──────── Supplied data ────────

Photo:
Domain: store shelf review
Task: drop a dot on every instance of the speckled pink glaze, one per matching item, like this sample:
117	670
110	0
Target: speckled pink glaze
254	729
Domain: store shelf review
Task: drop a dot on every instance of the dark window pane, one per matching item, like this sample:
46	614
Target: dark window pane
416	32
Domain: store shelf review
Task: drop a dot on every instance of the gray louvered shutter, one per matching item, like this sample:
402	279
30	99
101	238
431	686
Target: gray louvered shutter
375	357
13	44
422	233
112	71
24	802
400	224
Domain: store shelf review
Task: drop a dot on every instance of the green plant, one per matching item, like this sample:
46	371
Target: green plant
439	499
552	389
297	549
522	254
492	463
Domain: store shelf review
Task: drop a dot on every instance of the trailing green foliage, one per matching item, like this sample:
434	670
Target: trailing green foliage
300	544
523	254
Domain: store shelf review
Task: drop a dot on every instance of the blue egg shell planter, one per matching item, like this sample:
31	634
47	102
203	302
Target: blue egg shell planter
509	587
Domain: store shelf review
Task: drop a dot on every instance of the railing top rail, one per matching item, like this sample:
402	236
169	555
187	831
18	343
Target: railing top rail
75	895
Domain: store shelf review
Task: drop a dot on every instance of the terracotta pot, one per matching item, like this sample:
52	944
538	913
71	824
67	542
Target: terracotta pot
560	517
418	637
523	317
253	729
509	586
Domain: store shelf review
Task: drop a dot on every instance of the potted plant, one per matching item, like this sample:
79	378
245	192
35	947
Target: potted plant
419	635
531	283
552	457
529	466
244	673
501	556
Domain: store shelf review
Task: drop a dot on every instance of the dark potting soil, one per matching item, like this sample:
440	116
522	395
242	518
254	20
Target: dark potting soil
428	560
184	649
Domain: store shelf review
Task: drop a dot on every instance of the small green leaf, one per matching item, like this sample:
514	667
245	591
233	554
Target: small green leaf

────────

_Given task_
Please gather every line in the records that contains the word "planter". Case counts.

_Result of this task_
Task: drop a dot on every instance of the blue egg shell planter, one per matching item, like this sample:
Target: blue egg shell planter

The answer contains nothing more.